===== Exercise materials =====
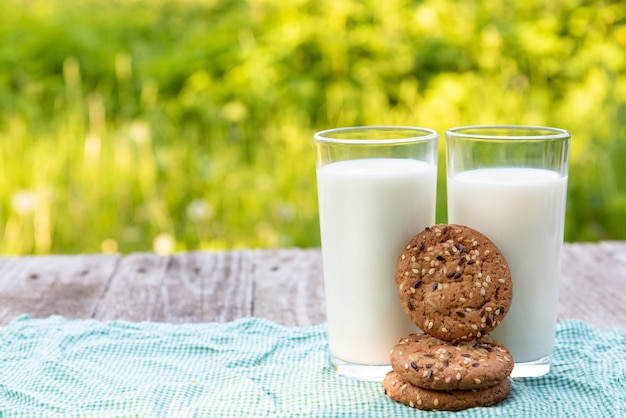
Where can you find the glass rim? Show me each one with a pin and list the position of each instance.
(420, 135)
(548, 132)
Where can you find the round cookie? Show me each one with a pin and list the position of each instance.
(430, 363)
(454, 400)
(454, 283)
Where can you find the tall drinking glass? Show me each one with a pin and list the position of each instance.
(510, 183)
(376, 190)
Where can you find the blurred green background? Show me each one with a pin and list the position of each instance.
(156, 125)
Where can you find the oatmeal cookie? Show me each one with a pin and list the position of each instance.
(453, 400)
(430, 363)
(454, 283)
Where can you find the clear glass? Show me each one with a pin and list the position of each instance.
(376, 190)
(510, 183)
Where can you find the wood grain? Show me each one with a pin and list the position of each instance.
(282, 285)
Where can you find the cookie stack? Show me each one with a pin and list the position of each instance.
(455, 285)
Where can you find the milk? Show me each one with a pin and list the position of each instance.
(369, 210)
(522, 210)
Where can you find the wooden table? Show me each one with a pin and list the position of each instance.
(284, 285)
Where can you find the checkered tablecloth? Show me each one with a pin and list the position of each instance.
(251, 367)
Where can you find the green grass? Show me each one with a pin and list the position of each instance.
(179, 125)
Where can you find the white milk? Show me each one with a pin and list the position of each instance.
(522, 211)
(369, 210)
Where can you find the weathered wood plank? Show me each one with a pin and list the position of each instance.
(283, 285)
(289, 287)
(59, 285)
(134, 292)
(207, 287)
(593, 284)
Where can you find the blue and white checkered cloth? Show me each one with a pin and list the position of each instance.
(252, 367)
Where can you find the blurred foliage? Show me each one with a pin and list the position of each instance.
(130, 125)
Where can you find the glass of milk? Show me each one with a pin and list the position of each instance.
(510, 183)
(376, 190)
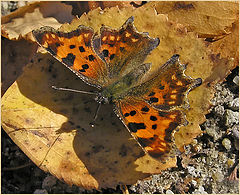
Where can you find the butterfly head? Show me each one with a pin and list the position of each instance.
(101, 99)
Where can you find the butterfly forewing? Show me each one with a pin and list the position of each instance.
(124, 49)
(74, 50)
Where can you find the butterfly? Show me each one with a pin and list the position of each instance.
(151, 106)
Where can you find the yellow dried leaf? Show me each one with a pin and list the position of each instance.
(208, 19)
(52, 127)
(21, 22)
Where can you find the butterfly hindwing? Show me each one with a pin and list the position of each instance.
(74, 50)
(152, 128)
(169, 87)
(151, 111)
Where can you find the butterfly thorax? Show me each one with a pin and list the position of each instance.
(118, 89)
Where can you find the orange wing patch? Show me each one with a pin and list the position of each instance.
(74, 50)
(125, 48)
(152, 128)
(170, 87)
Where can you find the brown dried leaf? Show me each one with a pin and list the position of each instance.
(208, 19)
(21, 22)
(52, 127)
(15, 54)
(80, 7)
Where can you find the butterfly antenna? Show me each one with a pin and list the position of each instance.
(74, 90)
(96, 115)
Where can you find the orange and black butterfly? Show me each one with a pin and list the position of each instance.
(113, 62)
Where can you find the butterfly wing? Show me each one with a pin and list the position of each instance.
(150, 127)
(124, 49)
(152, 122)
(75, 51)
(168, 88)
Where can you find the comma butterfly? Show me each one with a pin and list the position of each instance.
(113, 62)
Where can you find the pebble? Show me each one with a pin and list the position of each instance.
(200, 190)
(231, 118)
(230, 162)
(169, 192)
(194, 182)
(226, 143)
(40, 191)
(219, 110)
(214, 154)
(234, 105)
(218, 176)
(236, 80)
(49, 181)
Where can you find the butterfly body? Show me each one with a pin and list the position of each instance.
(150, 108)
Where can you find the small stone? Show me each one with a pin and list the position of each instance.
(200, 190)
(169, 192)
(230, 162)
(219, 110)
(231, 118)
(4, 5)
(236, 80)
(49, 181)
(212, 131)
(226, 143)
(234, 105)
(40, 191)
(194, 182)
(218, 176)
(214, 154)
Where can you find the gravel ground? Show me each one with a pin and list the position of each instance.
(209, 165)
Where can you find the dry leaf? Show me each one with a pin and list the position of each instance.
(15, 55)
(208, 19)
(79, 7)
(21, 22)
(52, 127)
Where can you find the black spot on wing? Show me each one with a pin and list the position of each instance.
(133, 112)
(134, 127)
(153, 100)
(69, 60)
(81, 49)
(153, 118)
(105, 53)
(151, 94)
(91, 58)
(122, 49)
(112, 56)
(145, 109)
(154, 126)
(126, 114)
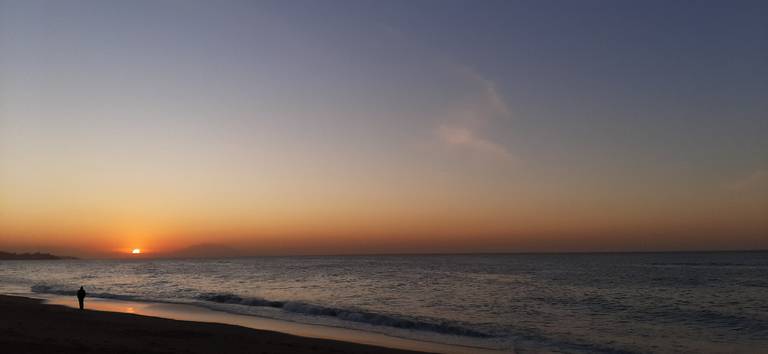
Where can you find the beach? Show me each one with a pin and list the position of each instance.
(31, 326)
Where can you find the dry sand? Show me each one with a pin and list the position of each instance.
(29, 326)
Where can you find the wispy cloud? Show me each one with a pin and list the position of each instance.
(466, 123)
(465, 138)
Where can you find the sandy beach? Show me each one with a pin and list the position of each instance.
(29, 326)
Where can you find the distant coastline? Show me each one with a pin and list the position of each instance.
(5, 256)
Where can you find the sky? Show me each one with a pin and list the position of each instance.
(338, 127)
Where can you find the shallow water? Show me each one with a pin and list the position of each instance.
(662, 302)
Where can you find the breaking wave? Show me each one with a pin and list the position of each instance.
(353, 315)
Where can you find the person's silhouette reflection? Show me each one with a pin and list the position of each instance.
(81, 296)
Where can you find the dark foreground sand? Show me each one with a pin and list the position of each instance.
(28, 326)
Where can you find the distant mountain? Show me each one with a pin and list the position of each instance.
(205, 251)
(30, 256)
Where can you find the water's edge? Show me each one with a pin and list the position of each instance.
(188, 312)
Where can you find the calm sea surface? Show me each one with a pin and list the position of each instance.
(662, 302)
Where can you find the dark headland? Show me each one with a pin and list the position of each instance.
(30, 256)
(29, 326)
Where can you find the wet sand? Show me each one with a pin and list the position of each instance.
(29, 326)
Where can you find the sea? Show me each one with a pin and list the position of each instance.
(700, 302)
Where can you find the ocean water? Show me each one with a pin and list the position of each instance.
(574, 303)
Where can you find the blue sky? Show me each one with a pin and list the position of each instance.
(569, 118)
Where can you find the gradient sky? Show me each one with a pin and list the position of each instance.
(383, 126)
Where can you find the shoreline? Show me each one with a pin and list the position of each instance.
(296, 334)
(30, 325)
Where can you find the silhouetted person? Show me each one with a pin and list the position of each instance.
(81, 296)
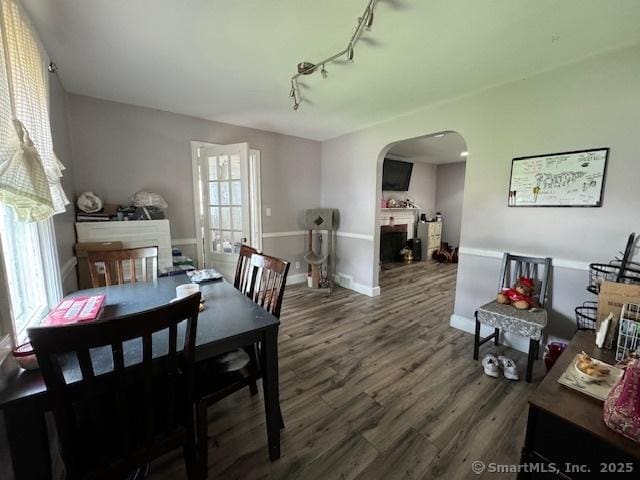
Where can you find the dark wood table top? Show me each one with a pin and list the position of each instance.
(228, 319)
(581, 410)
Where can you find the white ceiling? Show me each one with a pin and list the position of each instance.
(231, 60)
(435, 149)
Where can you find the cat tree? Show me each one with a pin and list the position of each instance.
(321, 224)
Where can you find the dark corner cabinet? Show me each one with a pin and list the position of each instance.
(566, 435)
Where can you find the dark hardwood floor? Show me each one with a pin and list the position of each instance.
(373, 388)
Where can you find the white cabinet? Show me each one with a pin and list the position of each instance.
(430, 234)
(132, 234)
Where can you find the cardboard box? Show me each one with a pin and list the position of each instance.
(610, 300)
(82, 250)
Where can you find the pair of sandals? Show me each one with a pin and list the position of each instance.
(493, 364)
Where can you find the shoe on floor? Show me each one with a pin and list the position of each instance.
(491, 365)
(509, 368)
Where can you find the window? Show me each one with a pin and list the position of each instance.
(26, 277)
(30, 190)
(225, 203)
(227, 198)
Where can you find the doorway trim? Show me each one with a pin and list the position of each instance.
(255, 198)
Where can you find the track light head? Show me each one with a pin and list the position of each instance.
(350, 54)
(369, 23)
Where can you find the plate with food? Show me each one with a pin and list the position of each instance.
(590, 376)
(591, 370)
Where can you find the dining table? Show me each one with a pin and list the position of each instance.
(230, 320)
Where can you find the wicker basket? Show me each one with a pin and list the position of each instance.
(610, 272)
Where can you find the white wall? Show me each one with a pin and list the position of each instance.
(422, 187)
(449, 198)
(64, 223)
(595, 103)
(120, 149)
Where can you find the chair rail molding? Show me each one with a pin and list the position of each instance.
(298, 233)
(184, 241)
(556, 262)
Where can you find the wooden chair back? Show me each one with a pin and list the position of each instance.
(242, 279)
(536, 268)
(268, 280)
(116, 262)
(121, 390)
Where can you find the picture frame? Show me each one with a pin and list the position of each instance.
(565, 179)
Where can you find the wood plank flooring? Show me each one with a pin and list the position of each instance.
(373, 388)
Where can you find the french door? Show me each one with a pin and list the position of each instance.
(223, 194)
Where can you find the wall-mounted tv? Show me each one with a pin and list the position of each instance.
(396, 175)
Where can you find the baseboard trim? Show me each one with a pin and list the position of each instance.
(469, 325)
(346, 281)
(68, 268)
(556, 262)
(296, 278)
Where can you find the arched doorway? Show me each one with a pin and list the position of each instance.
(419, 194)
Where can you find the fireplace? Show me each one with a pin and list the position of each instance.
(393, 238)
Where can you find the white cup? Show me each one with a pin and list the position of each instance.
(187, 289)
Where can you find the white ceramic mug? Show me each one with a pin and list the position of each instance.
(187, 289)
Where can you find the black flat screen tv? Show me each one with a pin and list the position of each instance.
(396, 175)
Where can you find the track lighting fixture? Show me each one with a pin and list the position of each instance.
(307, 68)
(369, 23)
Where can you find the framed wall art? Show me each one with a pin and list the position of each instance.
(567, 179)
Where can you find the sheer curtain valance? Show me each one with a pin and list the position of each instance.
(30, 172)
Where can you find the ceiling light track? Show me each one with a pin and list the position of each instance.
(307, 68)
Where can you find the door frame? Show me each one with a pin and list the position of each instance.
(255, 198)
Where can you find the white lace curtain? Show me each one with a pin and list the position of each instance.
(30, 172)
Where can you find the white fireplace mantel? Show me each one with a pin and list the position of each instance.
(400, 216)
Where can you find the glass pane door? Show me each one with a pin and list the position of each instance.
(226, 204)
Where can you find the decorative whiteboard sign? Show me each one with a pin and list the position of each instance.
(569, 179)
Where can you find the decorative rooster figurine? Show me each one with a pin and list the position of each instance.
(520, 296)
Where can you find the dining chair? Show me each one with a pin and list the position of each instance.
(124, 264)
(121, 390)
(242, 279)
(526, 323)
(218, 379)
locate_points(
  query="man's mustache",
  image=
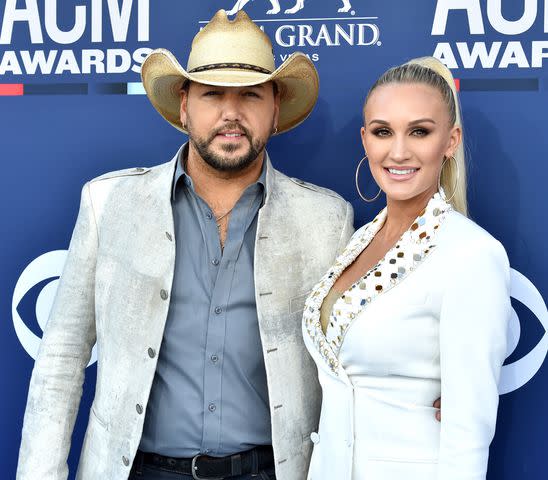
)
(231, 126)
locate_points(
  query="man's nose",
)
(232, 108)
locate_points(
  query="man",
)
(191, 277)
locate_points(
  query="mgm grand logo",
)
(341, 28)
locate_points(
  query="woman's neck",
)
(401, 214)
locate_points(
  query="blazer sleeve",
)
(473, 323)
(56, 383)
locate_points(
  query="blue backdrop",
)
(73, 108)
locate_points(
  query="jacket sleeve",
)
(56, 383)
(473, 323)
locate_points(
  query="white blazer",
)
(114, 290)
(428, 321)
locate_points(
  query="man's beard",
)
(224, 163)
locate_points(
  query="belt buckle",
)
(194, 469)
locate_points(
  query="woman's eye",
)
(381, 132)
(419, 132)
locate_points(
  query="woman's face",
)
(406, 135)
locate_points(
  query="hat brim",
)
(296, 78)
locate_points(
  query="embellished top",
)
(413, 247)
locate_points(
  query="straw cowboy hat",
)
(232, 54)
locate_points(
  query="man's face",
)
(229, 126)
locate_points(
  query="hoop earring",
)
(452, 157)
(369, 200)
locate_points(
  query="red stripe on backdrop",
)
(11, 89)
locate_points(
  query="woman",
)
(415, 307)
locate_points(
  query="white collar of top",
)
(413, 247)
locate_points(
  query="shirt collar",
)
(184, 178)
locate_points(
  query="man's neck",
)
(220, 189)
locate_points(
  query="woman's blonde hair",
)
(430, 71)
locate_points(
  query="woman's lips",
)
(400, 174)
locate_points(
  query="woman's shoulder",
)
(461, 229)
(461, 237)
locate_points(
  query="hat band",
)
(238, 66)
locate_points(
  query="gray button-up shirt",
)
(210, 392)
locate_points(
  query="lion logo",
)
(299, 5)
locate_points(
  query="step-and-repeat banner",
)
(72, 107)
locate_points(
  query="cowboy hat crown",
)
(233, 54)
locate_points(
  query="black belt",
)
(203, 467)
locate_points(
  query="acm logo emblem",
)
(49, 266)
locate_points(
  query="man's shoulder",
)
(126, 172)
(306, 188)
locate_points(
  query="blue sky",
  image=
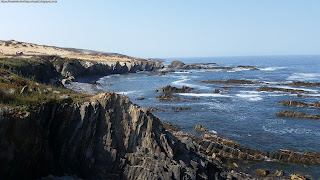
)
(169, 28)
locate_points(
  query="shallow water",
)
(241, 113)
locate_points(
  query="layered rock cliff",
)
(106, 137)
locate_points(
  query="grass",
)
(11, 85)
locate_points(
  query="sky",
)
(169, 28)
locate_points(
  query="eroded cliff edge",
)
(106, 137)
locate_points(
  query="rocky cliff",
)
(106, 137)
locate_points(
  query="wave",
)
(272, 68)
(182, 82)
(203, 95)
(304, 76)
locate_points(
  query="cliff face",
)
(106, 137)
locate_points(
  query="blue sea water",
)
(242, 113)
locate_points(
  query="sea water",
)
(241, 113)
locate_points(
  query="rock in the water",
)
(261, 172)
(216, 91)
(297, 114)
(298, 177)
(172, 89)
(294, 103)
(231, 81)
(24, 90)
(200, 128)
(170, 127)
(155, 109)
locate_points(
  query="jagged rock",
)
(180, 108)
(168, 126)
(298, 177)
(279, 173)
(169, 98)
(172, 89)
(265, 88)
(65, 81)
(262, 172)
(155, 109)
(305, 84)
(200, 128)
(181, 65)
(294, 103)
(216, 91)
(232, 81)
(296, 114)
(65, 99)
(24, 90)
(106, 137)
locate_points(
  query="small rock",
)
(65, 99)
(298, 177)
(200, 128)
(216, 91)
(24, 90)
(279, 173)
(56, 92)
(262, 172)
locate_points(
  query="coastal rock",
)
(265, 88)
(169, 98)
(294, 103)
(200, 128)
(106, 137)
(172, 89)
(155, 109)
(296, 114)
(231, 81)
(181, 65)
(169, 127)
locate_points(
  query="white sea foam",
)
(250, 97)
(129, 92)
(182, 82)
(204, 95)
(213, 131)
(289, 87)
(272, 68)
(304, 76)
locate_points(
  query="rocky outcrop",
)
(211, 145)
(294, 103)
(231, 81)
(172, 89)
(297, 115)
(306, 84)
(265, 88)
(200, 128)
(181, 65)
(106, 137)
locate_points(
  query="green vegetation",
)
(25, 93)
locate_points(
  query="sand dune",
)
(9, 48)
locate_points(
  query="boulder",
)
(200, 128)
(172, 89)
(297, 115)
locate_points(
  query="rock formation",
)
(297, 114)
(231, 81)
(294, 103)
(172, 89)
(106, 137)
(265, 88)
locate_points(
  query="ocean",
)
(241, 113)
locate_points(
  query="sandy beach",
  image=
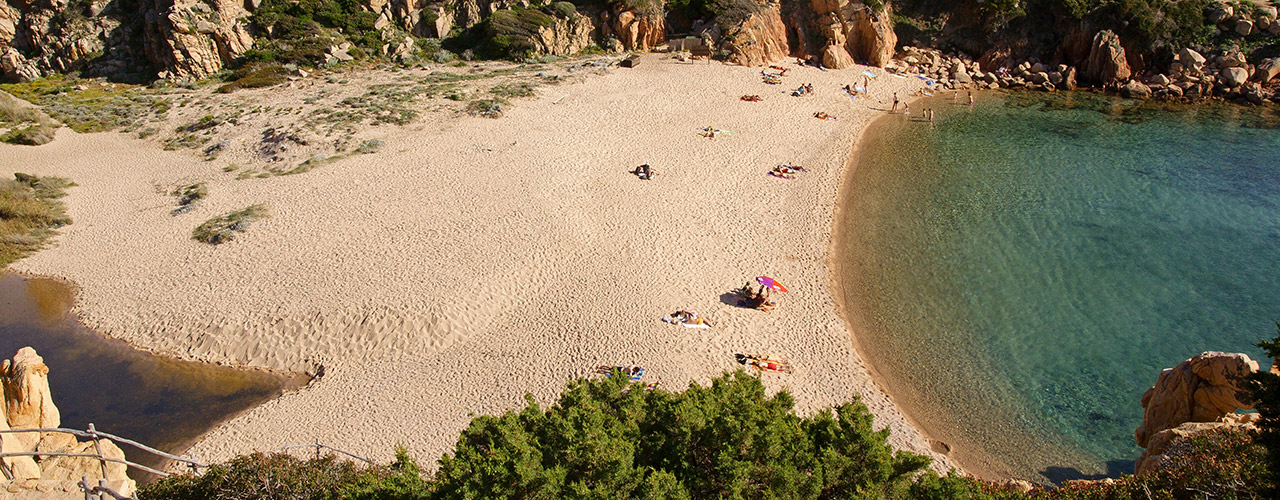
=====
• **Required work**
Copy every line from the records that holds the string "cowboy".

• **Result of this exercise**
  query="straw cowboy hat",
  query="cowboy hat crown",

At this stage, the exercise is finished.